- SUPPLIED DATA -

* * *

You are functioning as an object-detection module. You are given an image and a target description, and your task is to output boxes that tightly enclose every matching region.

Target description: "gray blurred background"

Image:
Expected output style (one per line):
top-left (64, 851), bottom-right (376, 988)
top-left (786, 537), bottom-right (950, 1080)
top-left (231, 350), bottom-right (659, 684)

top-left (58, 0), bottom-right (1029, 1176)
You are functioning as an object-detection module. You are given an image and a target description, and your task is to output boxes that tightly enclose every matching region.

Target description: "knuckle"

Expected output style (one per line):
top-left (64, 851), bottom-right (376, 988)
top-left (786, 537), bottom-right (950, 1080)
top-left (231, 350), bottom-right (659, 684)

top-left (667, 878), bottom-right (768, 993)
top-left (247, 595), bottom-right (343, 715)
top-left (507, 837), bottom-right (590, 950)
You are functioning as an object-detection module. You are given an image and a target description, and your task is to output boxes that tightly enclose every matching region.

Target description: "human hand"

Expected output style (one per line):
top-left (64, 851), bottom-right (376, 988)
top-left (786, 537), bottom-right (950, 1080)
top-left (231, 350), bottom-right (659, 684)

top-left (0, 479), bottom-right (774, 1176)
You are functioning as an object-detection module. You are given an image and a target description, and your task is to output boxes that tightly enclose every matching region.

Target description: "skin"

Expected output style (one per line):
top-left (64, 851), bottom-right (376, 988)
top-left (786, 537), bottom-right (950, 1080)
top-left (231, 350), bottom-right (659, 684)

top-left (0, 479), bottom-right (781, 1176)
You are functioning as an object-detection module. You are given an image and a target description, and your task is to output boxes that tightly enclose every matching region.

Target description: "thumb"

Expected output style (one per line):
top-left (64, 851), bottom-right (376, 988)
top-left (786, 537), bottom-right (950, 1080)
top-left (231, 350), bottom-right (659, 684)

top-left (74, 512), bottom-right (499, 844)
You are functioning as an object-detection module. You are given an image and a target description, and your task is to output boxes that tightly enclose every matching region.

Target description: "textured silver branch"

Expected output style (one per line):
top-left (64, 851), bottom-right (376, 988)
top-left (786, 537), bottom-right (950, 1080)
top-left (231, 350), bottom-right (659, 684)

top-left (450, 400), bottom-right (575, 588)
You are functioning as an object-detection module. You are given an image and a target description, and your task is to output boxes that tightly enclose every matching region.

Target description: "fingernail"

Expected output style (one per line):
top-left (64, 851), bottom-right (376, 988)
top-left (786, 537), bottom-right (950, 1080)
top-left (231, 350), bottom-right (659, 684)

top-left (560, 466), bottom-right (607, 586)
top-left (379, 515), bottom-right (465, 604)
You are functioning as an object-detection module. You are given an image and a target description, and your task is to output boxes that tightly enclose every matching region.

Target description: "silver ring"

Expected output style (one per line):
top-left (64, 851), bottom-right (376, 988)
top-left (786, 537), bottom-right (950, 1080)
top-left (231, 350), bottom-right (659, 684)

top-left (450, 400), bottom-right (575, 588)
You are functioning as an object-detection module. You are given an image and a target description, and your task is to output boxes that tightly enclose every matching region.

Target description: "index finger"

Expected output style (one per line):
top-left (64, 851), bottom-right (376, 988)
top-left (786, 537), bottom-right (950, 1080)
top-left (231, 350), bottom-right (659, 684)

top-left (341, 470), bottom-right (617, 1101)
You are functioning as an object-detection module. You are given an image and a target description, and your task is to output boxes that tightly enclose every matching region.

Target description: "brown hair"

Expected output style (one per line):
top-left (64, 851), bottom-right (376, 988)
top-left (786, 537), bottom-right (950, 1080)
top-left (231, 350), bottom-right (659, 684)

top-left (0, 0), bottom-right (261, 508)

* * *

- DIRECTION -
Pull out every row above and reproduce each one word for word.

- THE OUTPUT -
You are functioning as an object-detection module. You are given an image and a target description, and your task is to output boxes that tightly enclose every matching region.

Target description: "gray blurred background"

Image:
Expected output style (one per line):
top-left (64, 851), bottom-right (376, 988)
top-left (786, 537), bottom-right (950, 1080)
top-left (231, 350), bottom-right (659, 684)

top-left (58, 0), bottom-right (1029, 1176)
You are functioning as an object-detection module. You are given an image and a target description, and your task is to output boxes that tightly enclose every matching region.

Target description: "knuckle"

Expected output style (one per line):
top-left (64, 851), bottom-right (376, 988)
top-left (786, 537), bottom-right (950, 1080)
top-left (231, 350), bottom-right (659, 684)

top-left (667, 878), bottom-right (768, 993)
top-left (247, 595), bottom-right (343, 715)
top-left (507, 837), bottom-right (590, 950)
You are functioning as an object-detection module. You are given an image and a target description, and your task is to output boxes that tightly enclose every matching region.

Target description: "human hand"

Expected output style (one per line):
top-left (64, 851), bottom-right (376, 988)
top-left (786, 537), bottom-right (950, 1080)
top-left (231, 350), bottom-right (659, 684)

top-left (0, 479), bottom-right (774, 1176)
You are functioning as an object-detection module. You are given an image and a target description, and your task is to output boxes that tightly enclose every matching region.

Target description: "skin"

Expected output style (one per line):
top-left (64, 851), bottom-right (376, 988)
top-left (786, 537), bottom-right (950, 1080)
top-left (231, 350), bottom-right (659, 684)

top-left (0, 479), bottom-right (781, 1176)
You are functioning as an object-detection module. You are given an image and a target description, and your task is to output boxes that tightly enclose every matching region.

Target description: "thumb"

Expected output style (one per line):
top-left (64, 851), bottom-right (376, 988)
top-left (786, 537), bottom-right (950, 1080)
top-left (231, 350), bottom-right (659, 684)

top-left (74, 512), bottom-right (499, 844)
You are functioning as an object-detection module. You are given an image and a target description, and your task is to output boxes that tightly enclose every matching region.

Target description: "textured silver branch"

Expected output style (one per line):
top-left (64, 851), bottom-right (376, 988)
top-left (786, 537), bottom-right (950, 1080)
top-left (231, 350), bottom-right (659, 684)

top-left (450, 400), bottom-right (575, 588)
You are functioning as an object-detection module. You are given an image and a target description, and your task is to output boxes that tightly enclose every matching region.

Target description: "fingernail"

Expected output style (one per line):
top-left (64, 851), bottom-right (376, 988)
top-left (786, 537), bottom-right (950, 1080)
top-left (231, 350), bottom-right (659, 684)

top-left (560, 466), bottom-right (607, 586)
top-left (379, 515), bottom-right (465, 604)
You are functioning as an object-detection module. You are given an image and a target description, and your task is to output boxes that tightly enclose every matching region.

Target description: "silver ring"

Expected output style (one per line):
top-left (64, 851), bottom-right (376, 988)
top-left (786, 537), bottom-right (950, 1080)
top-left (231, 350), bottom-right (659, 684)

top-left (450, 400), bottom-right (575, 588)
You are functioning as an object-detection module. You are given an image and a target description, and your task is to output boxes that tightly enclose every matching region.

Target description: "index finger"

Expected output style (one per line):
top-left (64, 851), bottom-right (376, 988)
top-left (786, 537), bottom-right (950, 1080)
top-left (231, 350), bottom-right (659, 684)

top-left (341, 470), bottom-right (617, 1101)
You are functioning as an object-detection module. You are given an image and a target description, and your task is to output boxes that tightly enclose every matching region.

Target description: "brown hair"

Expected output style (one per line):
top-left (64, 851), bottom-right (376, 988)
top-left (786, 537), bottom-right (950, 1080)
top-left (231, 350), bottom-right (659, 684)

top-left (0, 0), bottom-right (261, 508)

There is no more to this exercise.